Data records

+===+

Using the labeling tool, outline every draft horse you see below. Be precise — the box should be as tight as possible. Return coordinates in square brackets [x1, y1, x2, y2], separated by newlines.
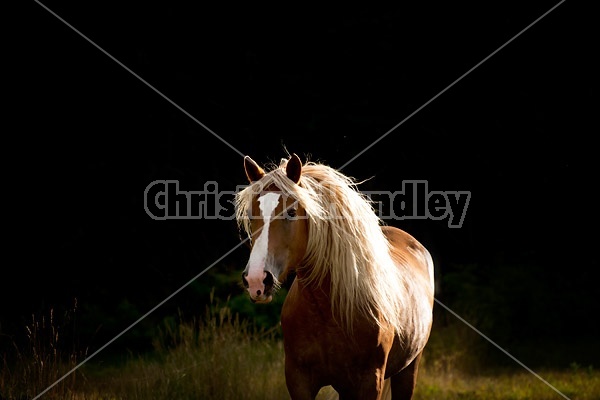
[235, 153, 435, 400]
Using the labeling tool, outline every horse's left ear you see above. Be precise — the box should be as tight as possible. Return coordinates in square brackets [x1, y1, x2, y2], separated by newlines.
[244, 156, 265, 183]
[286, 153, 302, 184]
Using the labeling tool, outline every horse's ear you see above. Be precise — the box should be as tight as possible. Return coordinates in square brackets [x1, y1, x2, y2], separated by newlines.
[286, 153, 302, 184]
[244, 156, 265, 183]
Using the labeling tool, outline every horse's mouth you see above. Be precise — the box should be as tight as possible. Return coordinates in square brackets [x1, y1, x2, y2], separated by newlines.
[250, 294, 273, 304]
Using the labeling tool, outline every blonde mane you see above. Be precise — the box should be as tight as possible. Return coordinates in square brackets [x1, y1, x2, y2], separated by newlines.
[235, 158, 417, 336]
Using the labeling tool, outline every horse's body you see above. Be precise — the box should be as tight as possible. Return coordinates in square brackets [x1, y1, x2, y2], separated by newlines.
[235, 154, 435, 400]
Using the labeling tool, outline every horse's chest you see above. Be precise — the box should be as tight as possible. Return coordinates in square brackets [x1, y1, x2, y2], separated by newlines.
[281, 282, 385, 371]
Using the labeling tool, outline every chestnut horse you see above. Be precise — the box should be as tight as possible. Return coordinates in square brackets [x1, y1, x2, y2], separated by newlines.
[235, 153, 435, 400]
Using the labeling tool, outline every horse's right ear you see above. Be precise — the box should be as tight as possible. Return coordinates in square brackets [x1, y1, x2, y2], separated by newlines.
[244, 156, 265, 183]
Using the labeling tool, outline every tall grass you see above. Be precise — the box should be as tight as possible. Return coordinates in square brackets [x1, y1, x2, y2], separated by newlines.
[0, 299, 87, 400]
[76, 295, 289, 400]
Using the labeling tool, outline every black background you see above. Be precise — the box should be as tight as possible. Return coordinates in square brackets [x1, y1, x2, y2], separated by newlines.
[5, 1, 598, 366]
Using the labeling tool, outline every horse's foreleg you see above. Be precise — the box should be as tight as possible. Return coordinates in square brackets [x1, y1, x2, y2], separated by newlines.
[334, 368, 388, 400]
[389, 352, 422, 400]
[285, 365, 321, 400]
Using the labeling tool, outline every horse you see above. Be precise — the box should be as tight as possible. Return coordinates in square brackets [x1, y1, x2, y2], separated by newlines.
[234, 153, 435, 400]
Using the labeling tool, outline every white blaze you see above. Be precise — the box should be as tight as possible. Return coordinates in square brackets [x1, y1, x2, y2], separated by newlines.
[246, 192, 280, 296]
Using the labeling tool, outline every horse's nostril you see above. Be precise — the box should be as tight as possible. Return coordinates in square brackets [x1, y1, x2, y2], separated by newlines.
[263, 271, 274, 287]
[242, 272, 249, 288]
[257, 290, 261, 295]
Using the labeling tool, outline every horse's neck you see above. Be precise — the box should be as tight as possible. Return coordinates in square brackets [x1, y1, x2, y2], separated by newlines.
[290, 267, 334, 323]
[295, 263, 331, 296]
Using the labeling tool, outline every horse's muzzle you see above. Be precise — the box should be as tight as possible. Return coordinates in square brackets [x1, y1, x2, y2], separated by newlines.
[242, 270, 275, 303]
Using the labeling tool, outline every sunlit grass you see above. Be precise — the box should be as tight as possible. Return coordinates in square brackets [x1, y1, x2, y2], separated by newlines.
[414, 368, 600, 400]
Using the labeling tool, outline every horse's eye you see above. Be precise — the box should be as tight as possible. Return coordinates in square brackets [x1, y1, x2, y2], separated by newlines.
[286, 208, 297, 219]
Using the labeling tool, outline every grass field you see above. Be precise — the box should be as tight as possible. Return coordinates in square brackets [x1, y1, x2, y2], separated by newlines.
[2, 301, 598, 400]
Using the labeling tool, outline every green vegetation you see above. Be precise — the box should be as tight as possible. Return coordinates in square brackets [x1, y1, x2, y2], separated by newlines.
[1, 292, 598, 400]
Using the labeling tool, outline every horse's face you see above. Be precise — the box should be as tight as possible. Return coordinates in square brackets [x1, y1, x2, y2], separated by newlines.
[242, 188, 308, 303]
[241, 154, 308, 303]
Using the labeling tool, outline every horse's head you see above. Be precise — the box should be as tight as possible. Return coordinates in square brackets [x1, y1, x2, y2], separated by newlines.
[238, 154, 309, 303]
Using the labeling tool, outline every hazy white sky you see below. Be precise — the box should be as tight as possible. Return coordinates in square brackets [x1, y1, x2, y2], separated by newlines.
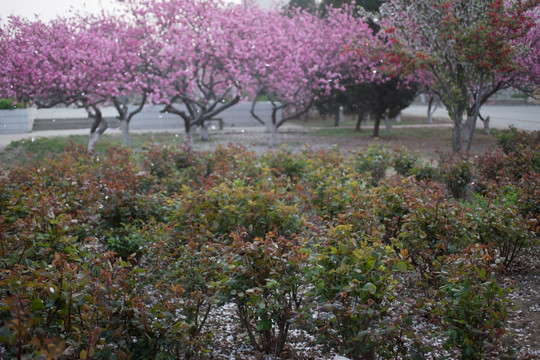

+===+

_Problem requirements:_
Once the pictures are set aside, output all of the data above verbatim.

_Result:_
Using the labeling tool, outline every draft horse you see below. Be precise — the box should be as tight as possible. Return coordinates in square brackets [x1, y1, x2, y2], separated by newlines.
[235, 153, 435, 400]
Using the labeling tool, outline every horse's left ear you see above. Be precise — the box should be as tight as possible. Return coordinates in square brackets [x1, y1, x2, y2], separated by newlines.
[244, 156, 265, 183]
[286, 153, 302, 184]
Using the labeling tool, outline every horse's ear you see above. Be precise — the box should be as tight as possible. Return coordinates in square brackets [x1, y1, x2, y2], separated by newlines.
[286, 153, 302, 184]
[244, 156, 265, 183]
Using the labeling tool, outline every horse's mouth you see above. Be precise — the box should be as tight as possible. Return coordinates in square brackets [x1, y1, x2, y2], separated by newlines.
[250, 294, 273, 304]
Using the labeling tool, outline every blonde mane you see above. Be precise — the box should be as tight as possible. Return coordinates in square brackets [x1, y1, x2, y2], separated by newlines.
[235, 158, 417, 336]
Using the labeling tool, outline every horse's body you see above. Be precise — the box should be as tight as possible. Return coordinates in square brackets [x1, y1, x2, y2], separated by newlines.
[235, 154, 435, 400]
Using the labeling tool, outline every horse's chest you see above. Be precise — the box should be as tight as possible. Return coordinates in square brackets [x1, y1, x2, y2], separated by newlines.
[281, 282, 385, 371]
Using the labeling tool, outline every chestnut horse you see above. Be precise — the box should be as tight as possible. Return coordinates in square brackets [x1, y1, x2, y2], separated by newlines.
[235, 153, 435, 400]
Using the labeling tool, outline every horse's right ear you see above. Be precise — the box should be as tight as possible. Return coordinates in square brackets [x1, y1, x2, y2], separated by newlines.
[244, 156, 265, 183]
Using the labeling tool, outline every tall grass you see above. Be precise — the box should be as tight as possible. Return coordinates in square brackets [x1, y1, x2, y2], separated by newlines.
[0, 299, 87, 400]
[76, 295, 289, 400]
Using the labeling tool, outline every black background you see above. Be precise — the box should be as tight as possible. Return coordinates in square brackets [x1, y1, x2, y2], separated by newlines.
[5, 1, 598, 366]
Using the labeling tool, outline every horse's foreleg you see above. Be precise — the box should be as tight as possible. Return coordinates in square brackets [x1, y1, x2, y2], separated by newlines.
[334, 368, 388, 400]
[389, 352, 422, 400]
[285, 365, 321, 400]
Using the labeling tool, outline every horse you see above. Be precise — the box should be as tight as possible. Return coordinates in square brackets [x1, y1, x2, y2], separated by newlines.
[234, 153, 435, 400]
Using the labeling tool, outline every white blaze you see above. Be precise — the box should be as tight as possible. Return coordinates in square brackets [x1, y1, x2, y2], separated by newlines.
[246, 192, 280, 296]
Using the labeling tool, outline every horse's nostril you see above. Be precise — the box should be as tight as possible. Return coordinates in square brackets [x1, y1, x2, y2], separated by newlines.
[263, 271, 274, 287]
[242, 272, 249, 288]
[257, 290, 261, 295]
Using the labeling tool, outline every horse's neck you see above. Be precise — the box should be as tight as possible. Return coordinates in square brackets [x1, y1, x2, y2], separated by newlines.
[290, 267, 334, 323]
[295, 263, 331, 296]
Using the labeling tool, outline every horse's muzzle you see above. Be precise — the box should be as tight as possible. Return coordinates in square brackets [x1, y1, x2, y2], separated by newlines.
[242, 270, 275, 303]
Using the labeling tool, outline every sunlit grass you see above. Be precise — the box should be as tight as possible. Return coordinates in square brackets [x1, y1, x2, y2], separated by newlines.
[414, 368, 600, 400]
Using the labeling tool, outline every horse's eye you see above. Be precise — the box should be as tight as possible. Return coordinates in square brackets [x1, y1, x2, y2], separated by newlines.
[286, 208, 297, 219]
Using the labeling tool, outline every grass field you see above. Be precise — the box should be as tight as possible. Return coordinates in square brackets [x1, y1, x2, y2], separated by newlines.
[2, 301, 598, 400]
Using the labeling tool, outline every green vegetation you see above. Be precise — the box should be as tight as possible. Return coordinates in square brackets [x1, y1, x2, y2], separated by newlines.
[1, 292, 598, 400]
Using the labeling tool, outline every horse's face you see above. Be precise — the box should be as tight as possible. Return coordinates in square brackets [x1, y1, x2, y2], separated by newlines.
[242, 188, 308, 303]
[241, 154, 308, 303]
Using the labeling tool, outline every horse's head you see above. Be precise — the box should be as tight as possible. Return coordinates in square brackets [x1, y1, x2, y2], separated by newlines.
[238, 154, 309, 303]
Using the labeling tool, outline every hazy white sky you see below. Be precise — the box should be as tight as possible. Return coordinates in square brackets [x1, y1, x2, y2], separated by newlines.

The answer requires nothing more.